:: Data shown

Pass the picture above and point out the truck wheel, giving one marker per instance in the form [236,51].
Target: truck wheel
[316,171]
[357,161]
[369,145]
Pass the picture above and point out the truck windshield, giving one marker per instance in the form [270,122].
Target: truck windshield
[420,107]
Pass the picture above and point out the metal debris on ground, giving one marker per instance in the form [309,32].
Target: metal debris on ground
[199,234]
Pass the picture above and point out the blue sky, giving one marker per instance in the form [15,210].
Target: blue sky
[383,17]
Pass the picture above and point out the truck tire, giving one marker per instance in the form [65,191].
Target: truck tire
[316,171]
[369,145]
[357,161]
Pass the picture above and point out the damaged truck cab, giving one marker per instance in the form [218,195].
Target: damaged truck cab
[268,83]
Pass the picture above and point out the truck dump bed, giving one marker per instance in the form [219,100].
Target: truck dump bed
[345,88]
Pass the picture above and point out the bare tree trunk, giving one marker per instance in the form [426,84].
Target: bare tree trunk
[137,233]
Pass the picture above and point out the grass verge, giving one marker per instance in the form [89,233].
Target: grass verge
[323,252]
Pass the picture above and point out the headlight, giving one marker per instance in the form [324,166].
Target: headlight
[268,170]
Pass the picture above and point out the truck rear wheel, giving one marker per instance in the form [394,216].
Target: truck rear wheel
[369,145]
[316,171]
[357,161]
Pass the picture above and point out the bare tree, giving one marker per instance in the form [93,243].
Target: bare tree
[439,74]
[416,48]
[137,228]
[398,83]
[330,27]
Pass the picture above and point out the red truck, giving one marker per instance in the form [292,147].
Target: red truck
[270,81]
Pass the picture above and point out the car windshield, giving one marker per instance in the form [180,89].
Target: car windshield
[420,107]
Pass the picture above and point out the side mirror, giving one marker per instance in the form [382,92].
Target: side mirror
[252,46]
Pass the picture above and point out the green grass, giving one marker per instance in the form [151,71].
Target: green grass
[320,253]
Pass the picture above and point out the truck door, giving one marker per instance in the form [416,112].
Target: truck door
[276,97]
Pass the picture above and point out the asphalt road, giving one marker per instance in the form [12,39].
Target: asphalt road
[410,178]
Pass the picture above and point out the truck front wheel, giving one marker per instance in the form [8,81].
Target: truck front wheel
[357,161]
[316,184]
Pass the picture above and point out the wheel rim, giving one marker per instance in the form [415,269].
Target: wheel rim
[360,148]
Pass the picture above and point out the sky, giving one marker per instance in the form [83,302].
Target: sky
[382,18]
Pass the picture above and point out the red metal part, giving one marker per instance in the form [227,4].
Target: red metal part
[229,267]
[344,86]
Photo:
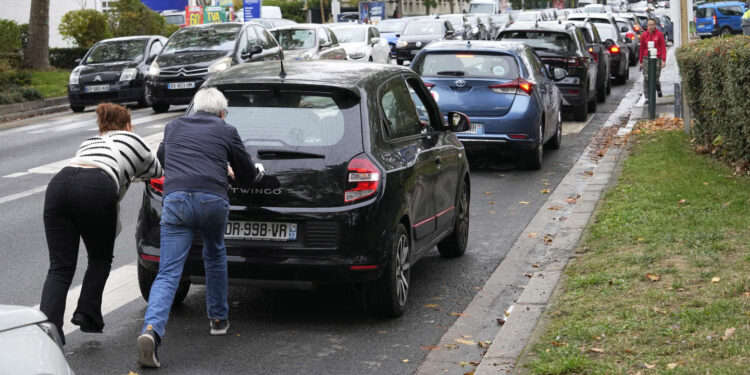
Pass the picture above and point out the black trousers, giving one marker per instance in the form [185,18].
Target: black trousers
[79,203]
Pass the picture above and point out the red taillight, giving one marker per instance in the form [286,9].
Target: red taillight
[513,87]
[363,179]
[157,184]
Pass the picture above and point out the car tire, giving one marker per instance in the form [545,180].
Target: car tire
[532,159]
[556,140]
[146,279]
[454,245]
[582,111]
[160,107]
[592,103]
[387,296]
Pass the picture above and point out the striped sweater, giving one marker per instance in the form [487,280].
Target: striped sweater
[122,154]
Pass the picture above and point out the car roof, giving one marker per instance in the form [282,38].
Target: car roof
[349,75]
[475,45]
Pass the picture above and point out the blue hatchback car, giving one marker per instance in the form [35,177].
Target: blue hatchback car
[722,18]
[510,97]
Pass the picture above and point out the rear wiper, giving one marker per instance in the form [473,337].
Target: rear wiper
[281,154]
[456,73]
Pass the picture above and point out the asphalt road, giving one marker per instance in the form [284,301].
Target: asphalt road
[325,331]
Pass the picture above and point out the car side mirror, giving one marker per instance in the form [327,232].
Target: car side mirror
[254,50]
[558,74]
[458,122]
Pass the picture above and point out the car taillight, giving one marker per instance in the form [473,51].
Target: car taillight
[516,86]
[157,184]
[362,180]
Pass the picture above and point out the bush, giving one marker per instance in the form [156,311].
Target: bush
[10,36]
[716,74]
[84,27]
[65,58]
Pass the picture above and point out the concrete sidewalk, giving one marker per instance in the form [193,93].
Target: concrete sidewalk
[576,198]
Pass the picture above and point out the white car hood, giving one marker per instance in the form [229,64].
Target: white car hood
[18,316]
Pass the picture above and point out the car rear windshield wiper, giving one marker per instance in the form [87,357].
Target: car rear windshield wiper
[281,154]
[456,73]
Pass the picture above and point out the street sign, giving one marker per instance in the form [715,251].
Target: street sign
[214,15]
[252,8]
[193,15]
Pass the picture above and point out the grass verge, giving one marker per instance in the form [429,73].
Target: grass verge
[51,83]
[661,284]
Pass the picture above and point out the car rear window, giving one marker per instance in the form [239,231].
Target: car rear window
[464,64]
[296,119]
[542,40]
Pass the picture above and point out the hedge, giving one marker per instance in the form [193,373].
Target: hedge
[716,79]
[65,58]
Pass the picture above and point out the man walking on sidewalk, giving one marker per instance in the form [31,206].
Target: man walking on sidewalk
[652,35]
[195,154]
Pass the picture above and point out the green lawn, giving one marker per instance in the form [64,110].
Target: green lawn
[51,83]
[662,281]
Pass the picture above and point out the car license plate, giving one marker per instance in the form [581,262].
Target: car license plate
[180,85]
[475,128]
[261,230]
[96,88]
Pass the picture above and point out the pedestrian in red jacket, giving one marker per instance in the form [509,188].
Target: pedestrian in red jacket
[654,35]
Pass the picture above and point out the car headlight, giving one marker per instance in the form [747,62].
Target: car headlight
[154,70]
[220,65]
[51,331]
[74,76]
[128,74]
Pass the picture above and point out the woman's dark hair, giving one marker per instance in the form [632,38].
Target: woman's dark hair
[112,117]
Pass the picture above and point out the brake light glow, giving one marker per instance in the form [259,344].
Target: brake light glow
[513,87]
[363,180]
[157,184]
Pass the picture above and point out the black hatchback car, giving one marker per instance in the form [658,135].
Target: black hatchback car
[113,70]
[562,46]
[194,53]
[363,177]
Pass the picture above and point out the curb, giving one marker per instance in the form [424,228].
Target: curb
[15,111]
[515,334]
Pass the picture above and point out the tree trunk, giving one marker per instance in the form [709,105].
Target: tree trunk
[36,55]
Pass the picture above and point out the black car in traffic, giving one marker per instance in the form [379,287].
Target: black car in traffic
[113,70]
[194,53]
[359,183]
[562,46]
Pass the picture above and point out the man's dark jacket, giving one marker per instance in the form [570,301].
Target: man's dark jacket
[195,152]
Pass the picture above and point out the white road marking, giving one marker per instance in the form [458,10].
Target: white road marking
[22,194]
[121,289]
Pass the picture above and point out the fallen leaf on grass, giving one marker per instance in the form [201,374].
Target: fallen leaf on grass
[430,347]
[728,333]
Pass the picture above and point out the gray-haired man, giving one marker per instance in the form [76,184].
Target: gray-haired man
[194,154]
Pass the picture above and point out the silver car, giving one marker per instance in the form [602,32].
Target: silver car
[309,42]
[29,343]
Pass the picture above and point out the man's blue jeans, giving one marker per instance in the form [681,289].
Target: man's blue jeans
[184,213]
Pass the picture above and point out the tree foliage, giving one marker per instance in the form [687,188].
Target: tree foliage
[84,27]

::::

Job:
Copy out all of the records above word for word, and leave the pictures out of your answer.

Written solution:
Pass the picture above and point out the truck wheel, giving one marker per instance in the form [236,51].
Target: truck wheel
[316,171]
[357,161]
[369,145]
Pass the picture above and point out the truck windshield, giving one marker per instance in the form [270,122].
Target: truck windshield
[420,107]
Pass the picture above and point out the metal debris on ground, giving one marker per instance in the form [309,32].
Target: metal debris on ground
[199,234]
Pass the picture above and point out the blue sky, giving one marker per instance in the form [15,210].
Target: blue sky
[383,17]
Pass the picture above and point out the truck tire, giving one marker per instance in the form [65,191].
Target: truck tire
[316,171]
[369,145]
[357,161]
Pass the picture above and point out the damaged truck cab, giving one marker per instance in the form [218,195].
Target: damaged truck cab
[268,83]
Pass the picture above and point out the truck dump bed, giving one marker per instance in the form [219,100].
Target: truck dump bed
[345,88]
Pass the picture above and point out the bare tree trunk, giving one marker per instance in the form [426,84].
Target: bare tree trunk
[137,233]
Pass the picture above and point out the grass verge, giving one marker per instance in the form [89,233].
Target: grass verge
[323,252]
Pass the picture above and point out the headlight, giving one marker per instance in the form [324,166].
Target: headlight
[268,170]
Pass the picture above and point out the truck rear wheel, giving one marker per instance in the form [394,216].
Target: truck rear wheel
[369,145]
[316,171]
[357,161]
Pass the picture above and point out the bare tree, giving one marker per instance in the form [93,243].
Target: bare tree
[439,74]
[416,48]
[137,228]
[398,83]
[330,27]
Pass the picture above and point out the red truck, giving one marker per instance in the form [292,147].
Target: red truck
[270,81]
Pass the picture above and point out the car windshield, giving one marker per instance in the form [180,89].
Target: car windshield
[420,107]
Pass the picture above and point out the side mirror, giving one marker per instance in the form [382,92].
Target: side mirror
[252,46]
Pass the picture above and point out the green grass, giving one marker per instance in the form [151,71].
Target: green grass
[320,253]
Pass the picture above and point out the truck door, giving one marker per instance in the form [416,112].
Target: truck door
[276,97]
Pass the picture above and point out the asphalt road, giving one marker per instance in the form [12,39].
Target: asphalt road
[410,178]
Pass the picture above and point out the truck front wheel, giving one marker per instance in the form [8,81].
Target: truck front wheel
[357,161]
[316,184]
Pass the picture above and point out the wheel rim, giving one marker per instance in the form [415,269].
Target: wheel rim
[360,148]
Pass the picture above and point out the sky, giving one marker per instance in the form [83,302].
Target: sky
[382,18]
Pass the picture above and point out the red metal part, giving one marker per instance in the form [227,4].
Target: red metal part
[229,267]
[344,86]
Photo:
Pass the picture above and point out the black trousers, giving one marker per instance in the form [185,18].
Target: black trousers
[79,203]
Pass the picture above and point out the red taillight, giving one marker per instance in the form [286,9].
Target: red taillight
[513,87]
[363,179]
[157,184]
Pass the picture above and point out the car tire, giving one marker per instance in the form [545,180].
Target: car tire
[532,159]
[556,140]
[146,279]
[454,245]
[582,111]
[160,107]
[592,103]
[387,296]
Pass the picture above and point out the striped sweater, giving one marker per instance in the form [487,280].
Target: striped sweater
[122,154]
Pass the picture above and point out the car roof, giving one marker per instance in the form [282,38].
Target: car roof
[349,75]
[475,45]
Pass the picture above and point out the blue hatchback car, giving one marker per instance in the form [35,177].
Target: blue hatchback car
[722,18]
[510,97]
Pass the picture above and point out the rear wiper, giving one marker per instance in the form [473,337].
Target: rear wiper
[281,154]
[456,73]
Pass the picture above and point out the asphalt road, giving one marker per instance in the form [284,301].
Target: asphalt road
[325,331]
Pass the picture above and point out the car side mirror, giving one marker per instance in the form [327,232].
Target: car side mirror
[254,50]
[558,74]
[458,122]
Pass the picture above and point out the car taillight, giving one marker per instance in the form [473,51].
Target: car taillight
[516,86]
[157,184]
[362,180]
Pass the picture above and point out the bush, giving one marker per instance in the form [156,311].
Target: bush
[10,36]
[716,74]
[84,27]
[65,58]
Pass the picture above and point out the concrete sidewalk, giving one marker per instance in the form [193,93].
Target: concrete sidewalk
[576,198]
Pass the picture above and point out the white car hood, giving one marker per instance in the form [229,64].
Target: white car hood
[18,316]
Pass the picture above and point out the car rear windshield wiper, giving one marker per instance in the form [87,357].
Target: car rear windshield wiper
[281,154]
[456,73]
Pass the picture above and point out the street sign, giving one marker per instance in the form [715,251].
Target: street sign
[214,15]
[252,8]
[193,15]
Pass the picture above and point out the grass verge, giving one marker per instance in the form [429,73].
Target: grass verge
[51,83]
[661,284]
Pass the picture above and point out the car rear window, giving one marker per instance in the form [239,231].
Target: car rear window
[464,64]
[296,119]
[542,40]
Pass the picture above and point out the hedge, giving one marker per instance in the form [193,373].
Target: hedge
[716,79]
[65,58]
Pass the picture above and point out the man walking on sidewalk, giving one marker per instance in the form [31,206].
Target: man walking on sidewalk
[652,35]
[195,154]
Pass the picture above and point out the green lawn, giving one marker per instance in the form [64,110].
Target: green lawn
[51,83]
[662,281]
Pass the picture above and point out the car license plate, giving one marker per instance in the form [581,262].
Target: car license plate
[180,85]
[475,128]
[261,230]
[96,88]
Pass the picture above and point out the pedestrian in red jacket, giving one marker per instance in the form [509,188].
Target: pedestrian in red jacket
[654,35]
Pass the picture above and point out the car headlight, giving one marker per instance in the form [747,62].
Target: car headlight
[154,70]
[220,65]
[51,331]
[74,76]
[128,74]
Pass the picture above and point out the woman's dark hair, giving one marker per instance in the form [632,38].
Target: woman's dark hair
[112,117]
Pass the picture above and point out the brake light glow, giving one marker per instance in the form [259,344].
Target: brake light glow
[513,87]
[363,180]
[157,184]
Pass the picture above and point out the black hatchback car, giving one marker per instance in the form [658,135].
Target: black hatchback car
[113,70]
[562,46]
[194,53]
[363,177]
Pass the picture above and point out the curb, giving one marker per instance in the form [424,228].
Target: curb
[15,111]
[515,334]
Pass the picture above and point out the tree trunk, giving one marker per instance in the form [709,105].
Target: tree trunk
[36,55]
Pass the picture above and point out the black car in traffic, giving one marker per instance in the form [379,287].
Target: black car in traffic
[113,70]
[194,53]
[359,183]
[562,46]
Pass the picture above and point out the man's dark jacket, giving one marker per instance in the form [570,301].
Target: man's dark jacket
[195,152]
Pass the picture above and point out the white road marking, giving one marker per instance in the form [458,10].
Target: white road marking
[22,194]
[121,289]
Pass the picture above and point out the fallen leaf on grass, giving one marker per instance in the form [201,374].
Target: fallen leaf on grass
[430,347]
[728,333]
Pass the picture above and point out the gray-haired man, giving one marker per instance in the form [76,184].
Target: gray-haired man
[194,154]
Pass the picture above and point out the silver car, giving one marker per instance in the form [602,32].
Target: silver car
[309,42]
[29,343]
Pass the picture above and point out the man's blue jeans, giving one marker per instance in the form [681,289].
Target: man's blue jeans
[184,213]
Pass the picture above and point out the tree foliage, giving one marker per instance in the form [687,188].
Target: tree foliage
[84,27]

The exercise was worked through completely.